Истории людей ( http://peoples.ru/ )
Федор Конюхов (http://www.peoples.ru/science/travellers/konyuhov/interview1.shtml)
Океан — мой монастырь http://www.aif.ru/online/superstar/61/06_01
Я хотел быть и, пожалуй, стал скандальной личностью. Спорной, непонятной, противоречивой.
Да, я хочу быть таким, и мне это нравится. Мне нравится, что у меня есть друзья
и враги.
ПРО самого знаменитого путешественника современности Федора Конюхова сложены
легенды. В гостиной на первом этаже дома — художественной мастерской Конюхова
в Москве во всю стену висит портрет самого Федора в морской робе, отрешенно смотрящего
в небеса. Под портретом стол и диван с мягкими подушками — место, где ведут беседы
и пьют чай. Такое ощущение, что, когда хозяин не в плавании, там всегда кто-то
пьет чай. Гости и паломники несут Федору свои проекты, журналы, мед и орехи,
рукописи, снаряжение и ни на минуту
не оставляют его одного. А он не возражает. Очевидно, подумал я, он таким образом
компенсирует беспредельное, вселенское одиночество во время своих восхождений,
лыжных переходов и кругосветок.

▶ **Задание**: Продолжите очерк о Федоре Конюхове после его последнего предложения.

▶ **Исходные данные**:

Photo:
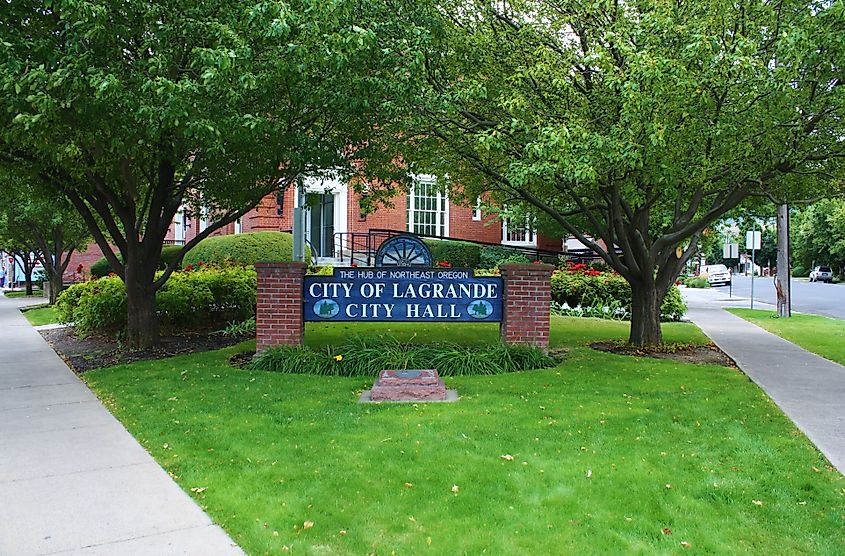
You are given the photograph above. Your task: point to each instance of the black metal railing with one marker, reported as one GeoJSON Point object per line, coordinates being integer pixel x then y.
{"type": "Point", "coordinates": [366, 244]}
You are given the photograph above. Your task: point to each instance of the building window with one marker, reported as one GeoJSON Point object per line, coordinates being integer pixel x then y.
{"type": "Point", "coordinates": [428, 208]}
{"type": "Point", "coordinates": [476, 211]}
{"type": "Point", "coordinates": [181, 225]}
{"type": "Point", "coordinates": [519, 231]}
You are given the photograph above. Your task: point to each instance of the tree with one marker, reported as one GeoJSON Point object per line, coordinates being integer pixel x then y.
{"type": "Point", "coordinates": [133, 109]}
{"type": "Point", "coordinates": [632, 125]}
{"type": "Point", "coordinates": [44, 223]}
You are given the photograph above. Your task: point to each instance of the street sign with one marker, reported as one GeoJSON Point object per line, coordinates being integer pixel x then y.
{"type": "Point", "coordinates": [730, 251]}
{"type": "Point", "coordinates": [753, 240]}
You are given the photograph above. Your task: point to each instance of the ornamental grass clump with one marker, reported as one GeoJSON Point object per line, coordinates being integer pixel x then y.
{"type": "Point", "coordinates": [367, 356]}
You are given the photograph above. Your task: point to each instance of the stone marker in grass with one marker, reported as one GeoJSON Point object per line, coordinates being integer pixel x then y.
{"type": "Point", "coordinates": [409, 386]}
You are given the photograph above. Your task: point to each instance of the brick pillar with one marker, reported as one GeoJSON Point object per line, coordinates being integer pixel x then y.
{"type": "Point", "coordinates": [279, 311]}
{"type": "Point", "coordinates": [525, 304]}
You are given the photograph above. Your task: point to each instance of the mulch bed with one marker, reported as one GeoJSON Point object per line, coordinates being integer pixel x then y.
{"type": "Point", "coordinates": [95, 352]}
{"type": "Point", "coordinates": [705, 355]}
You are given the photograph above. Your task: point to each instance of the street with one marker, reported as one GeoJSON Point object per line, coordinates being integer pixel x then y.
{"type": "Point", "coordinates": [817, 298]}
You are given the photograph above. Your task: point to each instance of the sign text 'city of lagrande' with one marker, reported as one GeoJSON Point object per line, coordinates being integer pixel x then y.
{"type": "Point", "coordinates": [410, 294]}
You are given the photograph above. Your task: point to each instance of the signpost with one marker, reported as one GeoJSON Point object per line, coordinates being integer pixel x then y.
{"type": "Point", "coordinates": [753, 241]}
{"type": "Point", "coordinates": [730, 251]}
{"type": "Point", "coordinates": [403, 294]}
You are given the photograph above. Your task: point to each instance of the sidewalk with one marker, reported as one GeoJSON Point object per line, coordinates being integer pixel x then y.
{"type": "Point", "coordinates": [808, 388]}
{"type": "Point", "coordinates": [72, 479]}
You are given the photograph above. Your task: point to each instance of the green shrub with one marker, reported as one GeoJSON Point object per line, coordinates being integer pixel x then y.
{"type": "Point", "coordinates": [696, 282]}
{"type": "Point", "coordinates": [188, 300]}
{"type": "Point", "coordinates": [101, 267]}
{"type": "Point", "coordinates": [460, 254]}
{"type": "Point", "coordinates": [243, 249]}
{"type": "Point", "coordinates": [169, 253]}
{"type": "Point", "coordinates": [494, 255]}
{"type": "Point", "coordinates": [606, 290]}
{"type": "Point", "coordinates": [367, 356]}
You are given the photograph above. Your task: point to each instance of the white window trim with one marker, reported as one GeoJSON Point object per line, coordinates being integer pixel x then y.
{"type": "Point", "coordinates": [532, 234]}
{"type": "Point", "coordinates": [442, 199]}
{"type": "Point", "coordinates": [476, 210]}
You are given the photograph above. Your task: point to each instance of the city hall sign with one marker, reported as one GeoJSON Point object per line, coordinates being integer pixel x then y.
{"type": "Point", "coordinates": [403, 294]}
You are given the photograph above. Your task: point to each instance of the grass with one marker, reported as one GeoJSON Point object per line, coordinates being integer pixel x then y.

* * *

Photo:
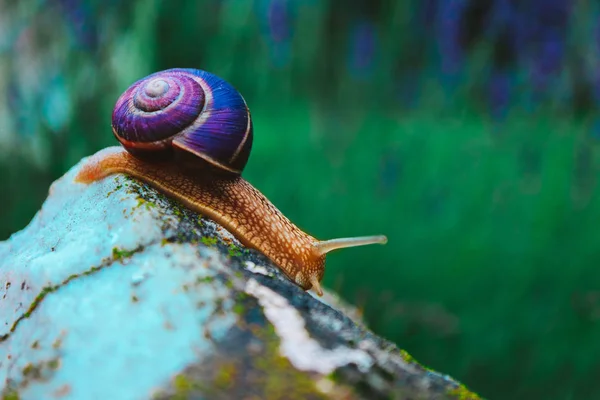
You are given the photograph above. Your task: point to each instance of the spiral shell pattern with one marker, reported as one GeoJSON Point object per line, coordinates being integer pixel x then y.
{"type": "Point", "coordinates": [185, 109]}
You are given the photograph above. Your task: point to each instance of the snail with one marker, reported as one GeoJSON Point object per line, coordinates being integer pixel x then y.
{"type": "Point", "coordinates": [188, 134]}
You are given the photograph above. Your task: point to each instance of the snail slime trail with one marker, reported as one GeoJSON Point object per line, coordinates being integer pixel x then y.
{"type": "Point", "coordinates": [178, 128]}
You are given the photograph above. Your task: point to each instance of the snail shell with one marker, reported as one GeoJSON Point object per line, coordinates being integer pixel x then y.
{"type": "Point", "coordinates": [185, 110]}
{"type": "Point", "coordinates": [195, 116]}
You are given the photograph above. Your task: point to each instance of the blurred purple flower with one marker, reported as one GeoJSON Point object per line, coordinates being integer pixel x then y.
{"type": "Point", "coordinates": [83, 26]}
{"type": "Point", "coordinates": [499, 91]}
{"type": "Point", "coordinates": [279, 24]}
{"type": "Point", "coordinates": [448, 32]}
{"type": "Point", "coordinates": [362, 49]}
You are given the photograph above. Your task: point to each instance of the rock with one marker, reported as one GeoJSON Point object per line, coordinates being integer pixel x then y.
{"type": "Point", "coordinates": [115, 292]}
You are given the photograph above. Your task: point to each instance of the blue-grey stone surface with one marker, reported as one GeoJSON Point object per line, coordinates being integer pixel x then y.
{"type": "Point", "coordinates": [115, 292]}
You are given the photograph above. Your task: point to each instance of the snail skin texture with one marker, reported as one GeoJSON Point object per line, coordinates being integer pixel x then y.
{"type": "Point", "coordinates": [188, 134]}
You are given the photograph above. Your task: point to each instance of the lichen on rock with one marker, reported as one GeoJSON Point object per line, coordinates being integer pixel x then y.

▶ **Ответ**:
ЕГО дом-мастерская, как китайской стеной, окружен стенами соседних зданий. За
железным забором неказистое двухэтажное строение — бывший «конный дворик» столичных
извозчиков. Жилье досталось Федору от Союза художников. Рядом Павелецкий вокзал,
метро и Садовое кольцо. Как бы свой коттедж в центре Москвы — и в этом «морской
волк-одиночка» тоже верен себе.
Он верит в судьбу и гордится тремя жизненными совпадениями, связанными с лошадьми:
фамилия Конюхов, отчество Филиппович («любящий лошадей») и — «конный дворик».
На втором этаже мастерской — спальня и рабочий кабинет, много картин и икон.
На столе — карандашные наброски, кисти и тюбики с краской.
^Гигантские спруты
+— ФЕДОР Филиппович, говорят, ваша живопись неплохо продается. Выручку тоже тратите
на походы?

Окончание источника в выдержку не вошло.